(Saved entries)
=======

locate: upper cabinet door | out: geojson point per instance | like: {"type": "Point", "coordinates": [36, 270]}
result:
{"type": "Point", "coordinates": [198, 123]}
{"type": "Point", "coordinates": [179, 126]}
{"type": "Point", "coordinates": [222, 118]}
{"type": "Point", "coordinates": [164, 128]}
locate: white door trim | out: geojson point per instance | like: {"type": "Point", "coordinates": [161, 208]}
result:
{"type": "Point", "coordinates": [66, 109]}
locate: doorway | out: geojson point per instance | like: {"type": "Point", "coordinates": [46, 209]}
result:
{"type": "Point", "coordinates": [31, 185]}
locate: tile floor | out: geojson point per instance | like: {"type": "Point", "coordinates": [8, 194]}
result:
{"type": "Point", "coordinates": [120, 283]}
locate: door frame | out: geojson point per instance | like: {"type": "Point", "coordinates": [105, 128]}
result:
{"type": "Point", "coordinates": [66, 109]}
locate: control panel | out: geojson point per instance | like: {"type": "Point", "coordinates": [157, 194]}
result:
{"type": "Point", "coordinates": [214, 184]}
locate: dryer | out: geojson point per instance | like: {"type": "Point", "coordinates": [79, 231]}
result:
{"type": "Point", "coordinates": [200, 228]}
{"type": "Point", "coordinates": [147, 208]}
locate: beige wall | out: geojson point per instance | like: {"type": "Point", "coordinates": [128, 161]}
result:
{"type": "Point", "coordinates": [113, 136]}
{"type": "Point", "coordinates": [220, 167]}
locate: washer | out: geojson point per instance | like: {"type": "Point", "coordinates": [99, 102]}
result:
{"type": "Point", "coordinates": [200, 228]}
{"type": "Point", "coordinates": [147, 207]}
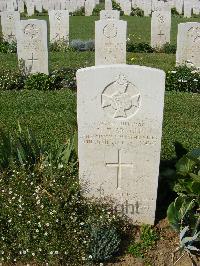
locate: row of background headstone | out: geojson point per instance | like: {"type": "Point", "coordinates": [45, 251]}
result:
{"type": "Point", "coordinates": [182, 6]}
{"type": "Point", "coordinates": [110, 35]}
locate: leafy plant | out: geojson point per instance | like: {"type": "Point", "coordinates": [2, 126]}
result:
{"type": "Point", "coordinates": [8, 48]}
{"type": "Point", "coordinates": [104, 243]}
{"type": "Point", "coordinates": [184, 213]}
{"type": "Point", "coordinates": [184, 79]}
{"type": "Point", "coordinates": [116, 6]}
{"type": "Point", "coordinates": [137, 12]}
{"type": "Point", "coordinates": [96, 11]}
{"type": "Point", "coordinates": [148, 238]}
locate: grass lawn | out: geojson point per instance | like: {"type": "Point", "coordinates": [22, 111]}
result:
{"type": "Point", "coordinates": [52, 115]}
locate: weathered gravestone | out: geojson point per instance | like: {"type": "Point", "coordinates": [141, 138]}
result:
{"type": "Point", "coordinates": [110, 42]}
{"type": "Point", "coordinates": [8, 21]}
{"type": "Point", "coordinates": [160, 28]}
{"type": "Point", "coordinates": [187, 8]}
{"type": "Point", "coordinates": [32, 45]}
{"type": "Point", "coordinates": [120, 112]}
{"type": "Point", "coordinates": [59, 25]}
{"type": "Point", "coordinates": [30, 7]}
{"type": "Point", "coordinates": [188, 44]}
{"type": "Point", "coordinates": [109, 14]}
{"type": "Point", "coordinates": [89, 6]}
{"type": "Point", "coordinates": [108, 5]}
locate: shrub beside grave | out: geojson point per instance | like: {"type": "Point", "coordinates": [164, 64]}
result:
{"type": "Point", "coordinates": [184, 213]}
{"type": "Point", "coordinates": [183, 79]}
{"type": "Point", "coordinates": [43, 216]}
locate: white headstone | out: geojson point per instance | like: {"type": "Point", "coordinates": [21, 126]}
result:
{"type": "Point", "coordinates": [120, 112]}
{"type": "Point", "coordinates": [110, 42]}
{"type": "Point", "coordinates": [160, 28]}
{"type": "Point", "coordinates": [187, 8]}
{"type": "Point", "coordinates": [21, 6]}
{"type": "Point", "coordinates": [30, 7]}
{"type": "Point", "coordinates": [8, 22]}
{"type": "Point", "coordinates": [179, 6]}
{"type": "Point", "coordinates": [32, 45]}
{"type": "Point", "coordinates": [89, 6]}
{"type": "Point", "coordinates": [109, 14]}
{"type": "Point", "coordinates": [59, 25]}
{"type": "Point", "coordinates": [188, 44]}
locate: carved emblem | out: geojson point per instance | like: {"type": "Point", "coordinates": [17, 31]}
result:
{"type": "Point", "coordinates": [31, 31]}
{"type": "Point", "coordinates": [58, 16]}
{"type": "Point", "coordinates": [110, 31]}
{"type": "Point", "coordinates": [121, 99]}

=======

Wherever the word "white" turns up in a line of the entries above, copy that line.

ANSWER:
locate: white door trim | out: geojson point per instance | like: {"type": "Point", "coordinates": [161, 208]}
locate: white headstone | out: geojson point per instance | like: {"type": "Point", "coordinates": [21, 126]}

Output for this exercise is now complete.